**GOAL**: Copy the following lines without any changes.

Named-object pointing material

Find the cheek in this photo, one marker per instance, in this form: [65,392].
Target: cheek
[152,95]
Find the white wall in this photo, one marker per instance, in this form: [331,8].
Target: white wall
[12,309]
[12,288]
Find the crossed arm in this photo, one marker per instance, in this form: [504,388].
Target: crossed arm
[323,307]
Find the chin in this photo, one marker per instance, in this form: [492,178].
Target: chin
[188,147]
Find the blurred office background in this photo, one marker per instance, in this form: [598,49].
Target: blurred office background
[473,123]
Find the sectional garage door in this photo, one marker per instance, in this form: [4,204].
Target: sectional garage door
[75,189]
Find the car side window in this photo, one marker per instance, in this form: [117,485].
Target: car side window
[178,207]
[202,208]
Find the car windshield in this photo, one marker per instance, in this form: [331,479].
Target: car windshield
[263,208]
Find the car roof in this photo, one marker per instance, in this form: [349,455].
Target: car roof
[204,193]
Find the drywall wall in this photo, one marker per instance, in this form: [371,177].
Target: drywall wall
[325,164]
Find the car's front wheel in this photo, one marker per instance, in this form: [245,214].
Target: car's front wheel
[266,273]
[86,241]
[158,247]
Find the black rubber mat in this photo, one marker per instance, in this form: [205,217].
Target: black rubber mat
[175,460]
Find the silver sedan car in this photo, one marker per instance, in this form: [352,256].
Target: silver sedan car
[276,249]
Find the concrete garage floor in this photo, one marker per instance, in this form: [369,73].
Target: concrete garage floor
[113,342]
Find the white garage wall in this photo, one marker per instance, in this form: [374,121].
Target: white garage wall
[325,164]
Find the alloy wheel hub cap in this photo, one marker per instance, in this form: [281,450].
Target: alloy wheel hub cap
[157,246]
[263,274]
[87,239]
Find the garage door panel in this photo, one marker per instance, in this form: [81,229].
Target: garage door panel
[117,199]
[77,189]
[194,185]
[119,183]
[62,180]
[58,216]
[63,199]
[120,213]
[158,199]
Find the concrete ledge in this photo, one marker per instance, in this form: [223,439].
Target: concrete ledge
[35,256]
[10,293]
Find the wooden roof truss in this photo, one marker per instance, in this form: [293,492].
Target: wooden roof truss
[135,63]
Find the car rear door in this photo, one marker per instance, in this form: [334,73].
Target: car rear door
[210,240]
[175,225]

**THE SOLUTION**:
Find the cheek in this photo, one marker per instance, in this form: [65,392].
Target: cheek
[152,95]
Find the white wall in this photo, one marker per instance, in this form: [331,8].
Target: white wall
[12,309]
[12,288]
Find the crossed arm in this photo, one marker per instance, in this form: [504,388].
Target: crossed arm
[323,307]
Find the chin in this photo, one marker per instance, in this form: [492,178].
Target: chin
[188,147]
Find the blurred office background in this photo, one marker per instance, in this form: [598,49].
Target: blurred office background
[473,123]
Find the sectional garage door in this photo, one marker per instance, in this form: [4,204].
Target: sectional garage door
[75,189]
Find the car side window in this photo, one marker per instance, in this form: [117,485].
Target: car side window
[178,207]
[202,208]
Find the car windshield in this photo, one marker per instance, in this form: [331,479].
Target: car windshield
[263,208]
Find the car roof in this photo, one marker per instance, in this form: [349,455].
Target: car roof
[204,193]
Find the drywall wall in this photo, one marker per instance, in this form: [371,177].
Target: drywall wall
[325,164]
Find the car's front wheel in this photo, one marker per instance, in this form: [245,214].
Target: car's front wheel
[266,273]
[86,241]
[158,247]
Find the black rubber mat in this photo, one marker per instance, in this form: [205,217].
Target: black rubber mat
[175,460]
Find the silver sedan car in this photo, one marker per instance, in this form: [352,256].
Target: silver sedan car
[276,249]
Find the concrete garage floor in this photo, one marker per instance, in this form: [369,73].
Target: concrete garage floor
[113,342]
Find the white garage wall in this photo, one marker per instance, in this form: [374,121].
Target: white garage wall
[325,164]
Find the alloy wheel hub cap in this photo, one marker per instance, in this form: [281,450].
Target: alloy wheel hub cap
[157,246]
[263,274]
[87,239]
Find the garage door panel in this photo, one marker per instance, in this form: [81,229].
Target: garage door panel
[117,199]
[77,189]
[194,185]
[119,183]
[62,180]
[58,216]
[63,199]
[120,213]
[158,199]
Find the concrete ledge in this photo, one marker per instance, in this form: [223,439].
Target: concrete ledge
[35,256]
[10,293]
Find the wooden roof truss in this photo, one marker per instance, in this form: [293,492].
Target: wooden roof truss
[135,63]
Find the car rear door in this photo, one marker per instance, in this form: [334,73].
Target: car rear door
[210,240]
[175,225]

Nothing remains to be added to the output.